▶ _Provided passage_
>> begin

This news post is over 6 years old
 

The Give Me Five Campaign is aimed at securing a £5 a week rise for families in Scotland

Church leaders have backed a third sector campaign which wants child benefit increased.

The Child Poverty Action Group is calling for a £5 weekly top-up to be added to child benefit in Scotland, which it says could result in helping lift up to 30,000 children out of poverty.

The coalition, which includes the Children and Young People’s Commissioner for Scotland, the Church of Scotland, the Scottish Women’s Convention and Wheatley housing group, is holding an official launch this week for the Give Me Five Campaign.

The call is being supported by the Catholic Church and the Church of Scotland. Bishop William Nolan, of the Catholic Church’s justice and peace commission, said: "For a growing number of children, this is not the Scotland of equality, fairness and opportunity that our politicians tell us they wish to achieve.

"I would urge politicians of all parties to support this initiative and act now to reduce the number of our children for whom poverty is destroying their childhood and stifling their future."

Right Rev Dr Derek Browning, moderator of the General Assembly of the Church of Scotland, also backed the call. He said: “The Church of Scotland stands alongside people of all faith traditions, and none, in the move towards fairness for all our children.”

Campaigners say that unless decisive action is taken, child poverty in Scotland will get much worse, with modelling from the Institute of Fiscal Studies (IFS) forecasting a 50% increase in child poverty across the UK by 2020.

John Dickie, director of the Child Poverty Action Group in Scotland, said: “As a coalition of third sector, civic society and faith groups, the Give Me Five campaign is delighted by the growing support for an increase in child benefit.

“Academic analysis has shown that increasing child benefit by £5 per week per child would help lift 30,000 children out of poverty. That’s why we are calling on MSPs to ensure the 2018/19 budget includes a commitment to use new powers to top up child benefit.”

Child benefit is set at UK level and is currently £20.70 a week for a family’s first child and £13.70 for additional children.

It is available to every family with dependent children where neither parent earns more than £50,000 a year.

>> end

▶ _Recorded data_
>> begin

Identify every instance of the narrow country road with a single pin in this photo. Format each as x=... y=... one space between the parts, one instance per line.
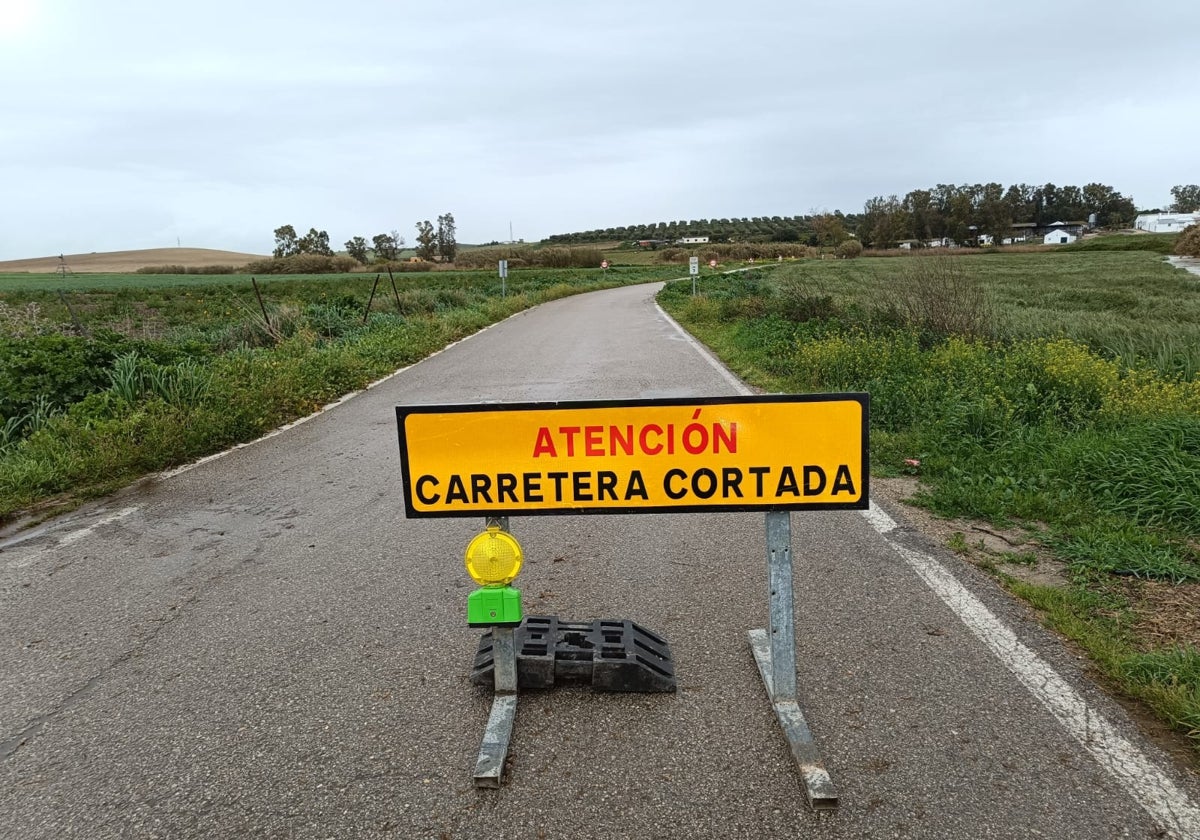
x=262 y=646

>> end

▶ _Problems to solve_
a: Please restate the child benefit article from "Campaigners say that" up to and including "for additional children.", substituting "Independent analysis" for "Academic analysis".
b: Name every person who is quoted in the child benefit article.

▶ _Full solutions_
a:
Campaigners say that unless decisive action is taken, child poverty in Scotland will get much worse, with modelling from the Institute of Fiscal Studies (IFS) forecasting a 50% increase in child poverty across the UK by 2020.

John Dickie, director of the Child Poverty Action Group in Scotland, said: “As a coalition of third sector, civic society and faith groups, the Give Me Five campaign is delighted by the growing support for an increase in child benefit.

“Independent analysis has shown that increasing child benefit by £5 per week per child would help lift 30,000 children out of poverty. That’s why we are calling on MSPs to ensure the 2018/19 budget includes a commitment to use new powers to top up child benefit.”

Child benefit is set at UK level and is currently £20.70 a week for a family’s first child and £13.70 for additional children.

b:
- Bishop William Nolan
- Right Rev Dr Derek Browning
- John Dickie